● Requirement: Transcribe verbatim the stretch of the records below, from the line containing "For the benchmark, mark every instance of the utility" through the line containing "Target: utility pole".

Pointing records
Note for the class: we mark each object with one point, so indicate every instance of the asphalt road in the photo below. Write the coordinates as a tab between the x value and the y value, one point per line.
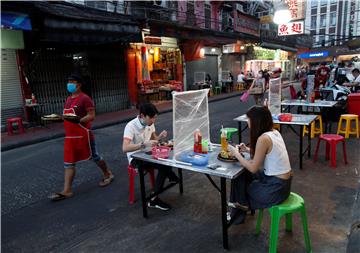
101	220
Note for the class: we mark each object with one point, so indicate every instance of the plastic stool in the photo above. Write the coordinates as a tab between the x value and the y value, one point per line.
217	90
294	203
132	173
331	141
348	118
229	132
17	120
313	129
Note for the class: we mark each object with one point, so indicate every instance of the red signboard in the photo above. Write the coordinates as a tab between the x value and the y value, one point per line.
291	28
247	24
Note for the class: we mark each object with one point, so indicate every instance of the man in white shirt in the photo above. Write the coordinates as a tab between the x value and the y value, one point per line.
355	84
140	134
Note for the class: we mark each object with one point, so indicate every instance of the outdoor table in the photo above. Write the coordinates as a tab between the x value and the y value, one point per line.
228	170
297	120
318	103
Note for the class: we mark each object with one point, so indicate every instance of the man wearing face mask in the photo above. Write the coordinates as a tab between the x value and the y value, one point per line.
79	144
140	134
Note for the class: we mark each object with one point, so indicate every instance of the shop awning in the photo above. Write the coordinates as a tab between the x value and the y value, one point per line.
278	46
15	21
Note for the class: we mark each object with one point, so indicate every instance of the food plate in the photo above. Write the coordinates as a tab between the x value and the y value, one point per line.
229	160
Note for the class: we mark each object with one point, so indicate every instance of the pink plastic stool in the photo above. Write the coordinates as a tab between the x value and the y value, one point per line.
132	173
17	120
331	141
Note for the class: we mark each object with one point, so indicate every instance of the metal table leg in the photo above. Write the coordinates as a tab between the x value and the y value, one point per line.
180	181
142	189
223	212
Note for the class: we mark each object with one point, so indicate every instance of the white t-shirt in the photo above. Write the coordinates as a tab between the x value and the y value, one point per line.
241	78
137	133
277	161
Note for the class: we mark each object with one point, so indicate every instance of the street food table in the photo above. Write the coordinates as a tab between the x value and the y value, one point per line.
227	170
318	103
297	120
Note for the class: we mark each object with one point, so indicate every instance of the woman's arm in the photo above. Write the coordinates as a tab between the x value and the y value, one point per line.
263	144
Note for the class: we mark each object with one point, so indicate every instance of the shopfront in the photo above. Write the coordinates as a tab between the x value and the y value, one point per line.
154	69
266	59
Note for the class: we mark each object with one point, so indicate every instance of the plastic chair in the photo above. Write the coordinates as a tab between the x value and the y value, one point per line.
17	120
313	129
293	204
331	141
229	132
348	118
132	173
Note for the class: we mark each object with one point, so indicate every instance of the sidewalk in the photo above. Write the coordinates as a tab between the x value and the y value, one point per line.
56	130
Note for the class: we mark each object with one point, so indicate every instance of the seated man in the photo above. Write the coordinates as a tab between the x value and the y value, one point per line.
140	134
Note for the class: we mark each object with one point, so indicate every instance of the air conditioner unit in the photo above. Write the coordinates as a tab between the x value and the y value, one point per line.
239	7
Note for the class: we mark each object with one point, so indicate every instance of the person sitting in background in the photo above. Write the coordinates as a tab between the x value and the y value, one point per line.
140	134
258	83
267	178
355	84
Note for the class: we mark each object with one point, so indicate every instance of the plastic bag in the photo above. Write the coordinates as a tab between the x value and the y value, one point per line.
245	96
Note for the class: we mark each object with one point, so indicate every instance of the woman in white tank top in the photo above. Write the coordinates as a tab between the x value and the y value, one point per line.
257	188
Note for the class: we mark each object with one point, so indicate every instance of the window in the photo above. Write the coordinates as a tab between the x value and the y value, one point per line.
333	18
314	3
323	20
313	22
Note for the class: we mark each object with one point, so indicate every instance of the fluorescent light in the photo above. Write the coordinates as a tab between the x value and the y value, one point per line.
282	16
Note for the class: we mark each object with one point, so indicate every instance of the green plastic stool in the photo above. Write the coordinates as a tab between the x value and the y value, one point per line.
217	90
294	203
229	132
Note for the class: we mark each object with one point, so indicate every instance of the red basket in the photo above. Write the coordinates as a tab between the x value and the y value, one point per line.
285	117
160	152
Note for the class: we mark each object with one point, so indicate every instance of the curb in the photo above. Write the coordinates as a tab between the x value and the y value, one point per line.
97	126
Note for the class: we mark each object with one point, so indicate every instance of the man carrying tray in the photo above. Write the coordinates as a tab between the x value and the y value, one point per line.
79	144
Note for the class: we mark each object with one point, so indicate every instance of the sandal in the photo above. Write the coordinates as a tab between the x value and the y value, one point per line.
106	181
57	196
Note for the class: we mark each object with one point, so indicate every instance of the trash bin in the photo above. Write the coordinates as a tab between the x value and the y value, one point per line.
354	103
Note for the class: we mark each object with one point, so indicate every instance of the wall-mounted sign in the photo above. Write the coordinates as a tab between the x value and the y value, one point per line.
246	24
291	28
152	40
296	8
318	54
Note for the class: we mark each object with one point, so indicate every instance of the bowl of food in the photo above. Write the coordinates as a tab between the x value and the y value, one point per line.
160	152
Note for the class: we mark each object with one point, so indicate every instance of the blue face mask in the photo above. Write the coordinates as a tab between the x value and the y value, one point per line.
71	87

--

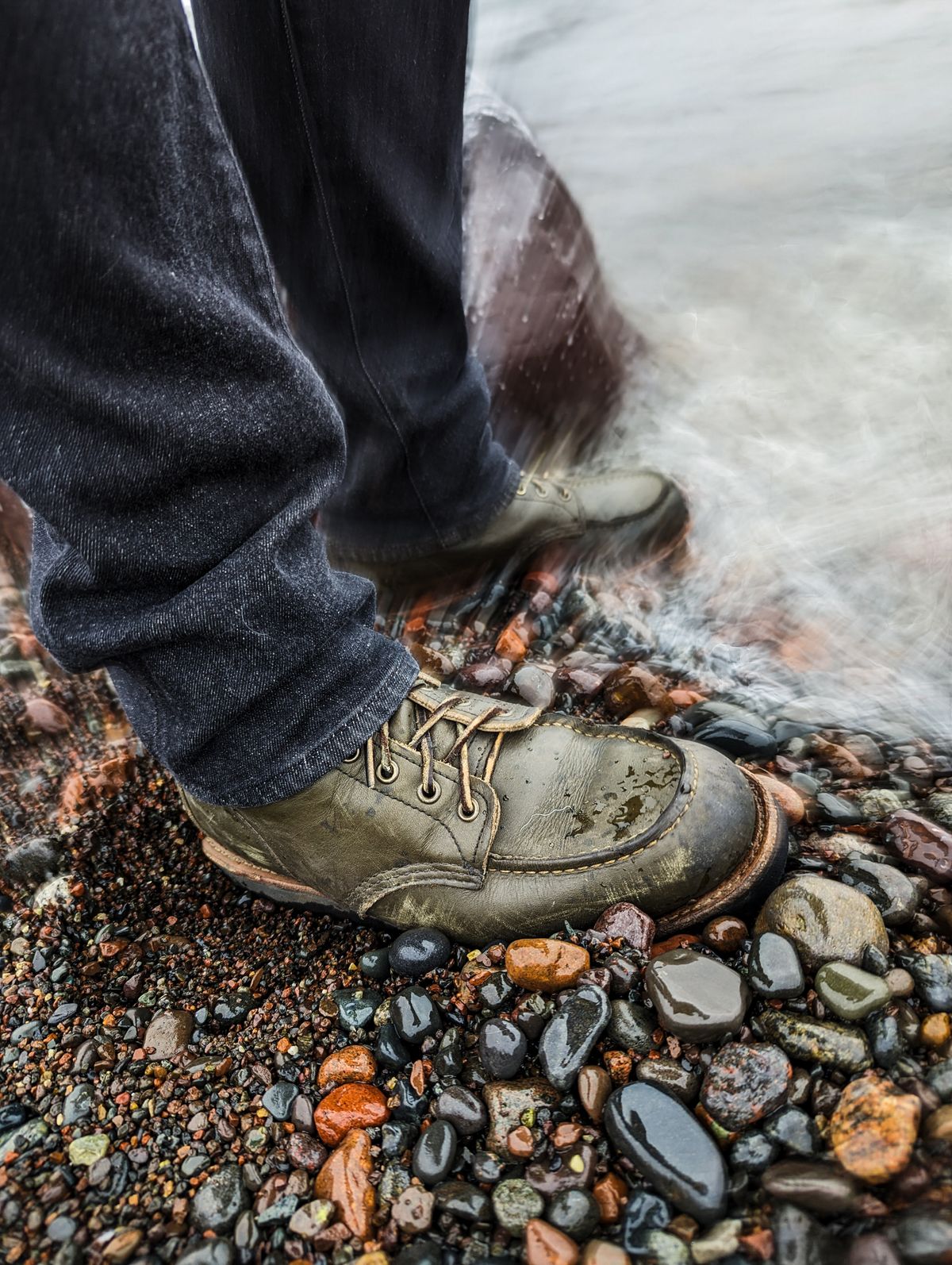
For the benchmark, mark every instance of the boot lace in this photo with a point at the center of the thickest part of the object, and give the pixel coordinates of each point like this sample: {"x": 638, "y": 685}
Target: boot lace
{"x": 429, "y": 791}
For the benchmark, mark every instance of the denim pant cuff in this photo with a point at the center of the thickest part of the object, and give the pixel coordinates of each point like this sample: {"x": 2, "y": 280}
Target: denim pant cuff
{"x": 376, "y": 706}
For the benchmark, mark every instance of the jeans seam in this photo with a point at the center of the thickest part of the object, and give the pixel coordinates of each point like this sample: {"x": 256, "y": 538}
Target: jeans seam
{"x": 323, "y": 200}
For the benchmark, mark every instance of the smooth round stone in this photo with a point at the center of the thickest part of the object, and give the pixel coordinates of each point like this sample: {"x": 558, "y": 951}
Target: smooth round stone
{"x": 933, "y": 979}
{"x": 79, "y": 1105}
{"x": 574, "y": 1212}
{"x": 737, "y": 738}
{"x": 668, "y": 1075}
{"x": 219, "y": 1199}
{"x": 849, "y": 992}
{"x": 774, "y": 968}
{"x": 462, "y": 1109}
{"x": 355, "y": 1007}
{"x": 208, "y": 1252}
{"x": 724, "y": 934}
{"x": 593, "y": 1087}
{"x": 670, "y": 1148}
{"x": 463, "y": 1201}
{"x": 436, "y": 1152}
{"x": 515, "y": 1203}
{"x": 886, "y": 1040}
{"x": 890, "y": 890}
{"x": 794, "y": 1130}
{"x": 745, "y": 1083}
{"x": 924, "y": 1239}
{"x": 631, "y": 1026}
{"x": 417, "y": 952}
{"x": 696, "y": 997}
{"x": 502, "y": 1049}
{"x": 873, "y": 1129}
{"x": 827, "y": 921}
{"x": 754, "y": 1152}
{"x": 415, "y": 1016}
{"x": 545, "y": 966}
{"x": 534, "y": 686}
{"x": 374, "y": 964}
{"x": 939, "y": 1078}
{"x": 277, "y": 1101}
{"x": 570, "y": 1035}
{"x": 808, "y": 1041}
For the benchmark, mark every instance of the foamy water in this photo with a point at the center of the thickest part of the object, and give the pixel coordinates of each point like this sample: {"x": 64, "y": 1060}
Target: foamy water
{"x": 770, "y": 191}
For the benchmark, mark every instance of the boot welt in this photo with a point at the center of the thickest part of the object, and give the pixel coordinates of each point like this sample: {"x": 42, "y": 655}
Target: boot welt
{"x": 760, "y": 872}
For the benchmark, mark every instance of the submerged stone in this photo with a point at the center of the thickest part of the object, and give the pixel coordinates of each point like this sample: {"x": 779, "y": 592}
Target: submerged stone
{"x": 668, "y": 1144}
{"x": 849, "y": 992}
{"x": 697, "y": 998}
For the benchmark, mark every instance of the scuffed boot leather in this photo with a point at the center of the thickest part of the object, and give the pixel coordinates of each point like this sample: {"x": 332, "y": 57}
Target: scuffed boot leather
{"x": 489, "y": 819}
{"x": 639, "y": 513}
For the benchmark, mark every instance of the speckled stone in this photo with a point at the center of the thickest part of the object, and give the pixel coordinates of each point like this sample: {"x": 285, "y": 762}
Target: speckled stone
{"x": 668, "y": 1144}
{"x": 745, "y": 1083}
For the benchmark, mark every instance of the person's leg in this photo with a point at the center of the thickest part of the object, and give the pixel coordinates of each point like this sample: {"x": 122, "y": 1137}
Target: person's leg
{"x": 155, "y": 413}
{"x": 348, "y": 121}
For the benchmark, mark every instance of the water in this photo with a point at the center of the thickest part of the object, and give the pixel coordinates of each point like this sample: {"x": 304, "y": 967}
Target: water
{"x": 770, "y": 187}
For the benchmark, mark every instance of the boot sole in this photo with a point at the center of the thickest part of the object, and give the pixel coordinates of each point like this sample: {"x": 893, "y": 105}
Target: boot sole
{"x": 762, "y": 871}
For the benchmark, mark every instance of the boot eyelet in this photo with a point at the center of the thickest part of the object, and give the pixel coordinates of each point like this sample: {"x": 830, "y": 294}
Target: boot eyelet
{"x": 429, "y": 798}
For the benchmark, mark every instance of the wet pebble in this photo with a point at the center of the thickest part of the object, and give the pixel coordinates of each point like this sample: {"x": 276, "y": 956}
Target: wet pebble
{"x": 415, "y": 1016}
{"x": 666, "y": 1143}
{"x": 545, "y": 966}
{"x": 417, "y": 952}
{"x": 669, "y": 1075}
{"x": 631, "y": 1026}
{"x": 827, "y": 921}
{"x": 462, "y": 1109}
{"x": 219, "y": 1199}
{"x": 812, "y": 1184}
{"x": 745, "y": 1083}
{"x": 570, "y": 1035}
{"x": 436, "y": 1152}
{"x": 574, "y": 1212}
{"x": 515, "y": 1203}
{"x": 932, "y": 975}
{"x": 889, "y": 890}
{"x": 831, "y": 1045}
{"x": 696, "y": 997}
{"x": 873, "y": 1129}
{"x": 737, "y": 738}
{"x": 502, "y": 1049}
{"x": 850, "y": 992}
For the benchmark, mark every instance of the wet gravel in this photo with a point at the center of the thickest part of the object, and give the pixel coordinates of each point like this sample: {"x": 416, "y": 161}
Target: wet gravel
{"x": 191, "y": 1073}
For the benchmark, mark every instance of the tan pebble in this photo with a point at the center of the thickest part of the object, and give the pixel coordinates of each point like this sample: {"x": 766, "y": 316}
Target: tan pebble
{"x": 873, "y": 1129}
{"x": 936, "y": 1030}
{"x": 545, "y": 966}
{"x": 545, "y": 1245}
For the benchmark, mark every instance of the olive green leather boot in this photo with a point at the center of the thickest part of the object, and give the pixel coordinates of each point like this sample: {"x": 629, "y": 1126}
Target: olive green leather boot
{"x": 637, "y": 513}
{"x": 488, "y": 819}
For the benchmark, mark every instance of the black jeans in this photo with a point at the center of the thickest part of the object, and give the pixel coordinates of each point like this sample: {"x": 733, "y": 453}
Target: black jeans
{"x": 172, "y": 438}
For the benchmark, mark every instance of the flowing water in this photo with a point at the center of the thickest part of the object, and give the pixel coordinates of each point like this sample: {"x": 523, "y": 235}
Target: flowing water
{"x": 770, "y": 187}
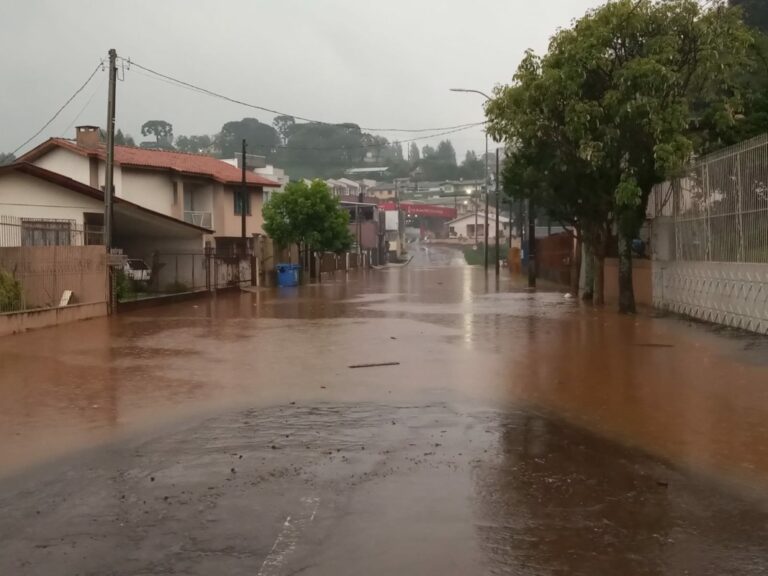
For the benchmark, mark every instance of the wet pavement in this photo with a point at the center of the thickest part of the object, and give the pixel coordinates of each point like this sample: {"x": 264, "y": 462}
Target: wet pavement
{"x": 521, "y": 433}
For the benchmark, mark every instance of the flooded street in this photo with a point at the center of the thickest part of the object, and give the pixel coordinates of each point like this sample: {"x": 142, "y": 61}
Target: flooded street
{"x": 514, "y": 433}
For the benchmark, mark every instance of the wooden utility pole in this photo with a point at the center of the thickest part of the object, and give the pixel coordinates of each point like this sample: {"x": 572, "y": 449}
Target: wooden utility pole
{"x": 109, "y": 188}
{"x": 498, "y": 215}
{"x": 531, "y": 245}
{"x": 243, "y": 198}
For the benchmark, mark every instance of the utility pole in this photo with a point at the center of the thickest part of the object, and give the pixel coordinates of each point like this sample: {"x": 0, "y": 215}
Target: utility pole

● Answer to this exercise:
For the benchmark, mark every instance of the utility pole in this photo with a point at the center of the thickest part of the object, and give the pixel coordinates of each point like this sample: {"x": 0, "y": 215}
Target: utility pole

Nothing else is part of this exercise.